#### TEXT PROVIDED:
━━━━━━━━━━

She must be telling the truth

Unfortunatley this mean the bully isn't who we thought or ven that there are more than one

Does DD have "Victim" on her forehead or what

She doesn't want to go to brownies now......I'll decide on Tuesday

OP posts:
peanutbutter · 25/06/2006 22:14

just bumping for some advice for Katymac..

littleshebear · 25/06/2006 22:46

Now, this is just a thought, and I really don't have much experience with bullying, but perhaps your little girl is just so upset and sensitised by being bullied that she has reacted very badly to someone mentioning the bed wetting and perhaps teasing her a bit about it? I know my DD, who's 10,(don't know how old yours is?) will go into screaming hysterics over quite minor things sometimes because she's tired, or keyed up, or cross about something else.I certainly can imagine her being hysterical if someone found out something embarassing about her and broadcast it to the rest of her friends, and that's without being bullied.So it isn't really overreacting, just that she's very(understandably) sensitive at the moment. Pehaps leave it a few days, then ask her about it gently - try to work out exactly what was said, and by whom, and go from there. I think if it was me I would downplay it a bit, while still taking her seriously, if you know what I mean. Hope it all goes well -it must be so worrying and awful for you.XXX

hunkermunker · 25/06/2006 22:48

Oh, KM

Might she have dreamt it? Because she was so anxious about it happening?

Rhubarb · 25/06/2006 22:51

Don't send her back! Bullies never work alone, they always work in packs ('scuse the pun there!). I'm afraid that if your child is quiet or different in anyway then yes, they do have 'victim' written on them. But how you handle it will make a big impact on her. Believe her, kick off with those who should have been looking after her and send her to self defence classes to boost her confidence.

━━━━━━━━━━

#### MATERIAL SHOWN:
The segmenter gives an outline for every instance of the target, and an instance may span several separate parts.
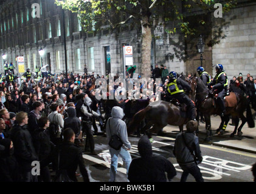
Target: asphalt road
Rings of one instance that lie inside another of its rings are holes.
[[[95,136],[95,151],[97,155],[83,155],[86,169],[91,182],[108,182],[109,177],[109,159],[106,138],[102,135]],[[153,154],[161,155],[167,158],[175,166],[177,175],[172,182],[179,182],[182,174],[172,150],[175,139],[170,137],[154,136],[152,144]],[[139,138],[129,137],[132,144],[130,153],[132,158],[140,157],[137,149]],[[199,167],[205,182],[252,182],[253,176],[251,171],[252,165],[256,161],[256,155],[223,148],[209,144],[200,144],[204,159]],[[120,166],[116,175],[117,182],[126,182],[126,169]],[[79,181],[82,181],[78,177]],[[187,182],[195,182],[189,175]]]

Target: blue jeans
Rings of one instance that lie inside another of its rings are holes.
[[[179,164],[179,166],[183,170],[183,173],[181,178],[181,182],[185,182],[189,174],[191,174],[193,176],[194,176],[196,182],[204,182],[204,179],[202,178],[202,173],[200,172],[200,169],[195,163]]]
[[[118,164],[118,155],[120,155],[123,161],[125,163],[126,177],[128,177],[128,170],[131,162],[131,157],[130,152],[123,147],[121,147],[119,150],[116,150],[115,149],[110,147],[109,152],[110,155],[111,155],[111,165],[110,166],[110,179],[109,181],[114,182],[116,180],[116,174]]]

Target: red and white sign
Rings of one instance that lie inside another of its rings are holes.
[[[126,66],[133,65],[133,47],[132,46],[124,46],[124,62]]]

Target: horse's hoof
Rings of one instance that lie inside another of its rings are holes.
[[[212,140],[212,138],[211,137],[207,137],[206,139],[204,139],[204,141],[206,142],[209,142]]]
[[[243,135],[243,132],[237,132],[237,136],[238,137],[241,137],[242,136],[242,135]]]
[[[220,130],[220,132],[218,133],[218,135],[223,135],[224,131],[221,129]]]

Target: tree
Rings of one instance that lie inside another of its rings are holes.
[[[186,16],[209,13],[221,3],[223,12],[234,7],[237,0],[64,0],[56,3],[77,13],[83,29],[86,32],[99,30],[102,26],[114,29],[130,20],[141,28],[142,63],[140,73],[142,78],[150,77],[150,54],[153,21],[162,21],[160,25],[170,25],[167,33],[182,33],[185,38],[195,34],[195,28],[186,20]],[[182,11],[183,10],[183,11]],[[185,10],[185,11],[184,11]],[[192,13],[192,11],[196,13]],[[198,21],[204,24],[203,20]],[[159,24],[157,24],[158,25]]]

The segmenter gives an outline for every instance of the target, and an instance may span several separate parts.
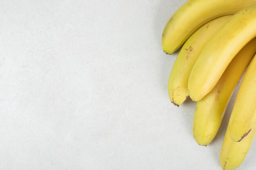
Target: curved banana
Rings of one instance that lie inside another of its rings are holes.
[[[180,106],[189,96],[189,78],[198,57],[209,40],[232,16],[219,17],[207,23],[184,44],[173,66],[168,82],[169,97],[175,105]]]
[[[174,53],[200,26],[211,20],[234,14],[256,4],[256,0],[189,0],[173,14],[162,34],[166,53]]]
[[[189,79],[189,96],[193,100],[200,100],[213,88],[235,55],[256,36],[255,16],[256,4],[240,11],[205,46]]]
[[[214,88],[196,104],[193,132],[200,145],[206,146],[219,130],[230,97],[245,70],[256,53],[256,38],[236,55]]]
[[[256,55],[245,71],[230,118],[230,137],[239,141],[256,126]]]
[[[243,141],[236,142],[230,138],[228,126],[220,156],[223,170],[234,170],[239,166],[250,149],[256,132],[255,130],[252,132]]]

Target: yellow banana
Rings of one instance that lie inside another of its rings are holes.
[[[169,97],[175,105],[180,106],[189,96],[189,78],[198,57],[214,33],[232,15],[219,17],[207,23],[193,33],[184,44],[173,66],[168,82]]]
[[[189,0],[173,14],[162,35],[162,47],[175,52],[198,28],[211,20],[234,14],[256,4],[256,0]]]
[[[213,88],[235,55],[256,36],[255,16],[256,4],[240,11],[206,44],[189,79],[188,88],[193,100],[200,100]]]
[[[256,55],[242,81],[229,122],[230,137],[240,141],[256,126]]]
[[[232,92],[256,53],[255,44],[254,38],[239,51],[214,88],[197,102],[193,132],[199,145],[208,145],[216,135]]]
[[[243,162],[251,147],[255,135],[255,130],[239,142],[234,141],[229,136],[229,126],[222,144],[220,157],[223,170],[234,170]]]

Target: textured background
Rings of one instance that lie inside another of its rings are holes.
[[[203,147],[195,103],[167,94],[162,32],[185,1],[0,1],[0,170],[221,170],[234,97]]]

━━━━━━━━━━

From the forum thread about bullying, transcribe the passage word for word, beginning at "Rhubarb · 25/06/2006" and stopping after "boost her confidence.".

Rhubarb · 25/06/2006 22:51

Don't send her back! Bullies never work alone, they always work in packs ('scuse the pun there!). I'm afraid that if your child is quiet or different in anyway then yes, they do have 'victim' written on them. But how you handle it will make a big impact on her. Believe her, kick off with those who should have been looking after her and send her to self defence classes to boost her confidence.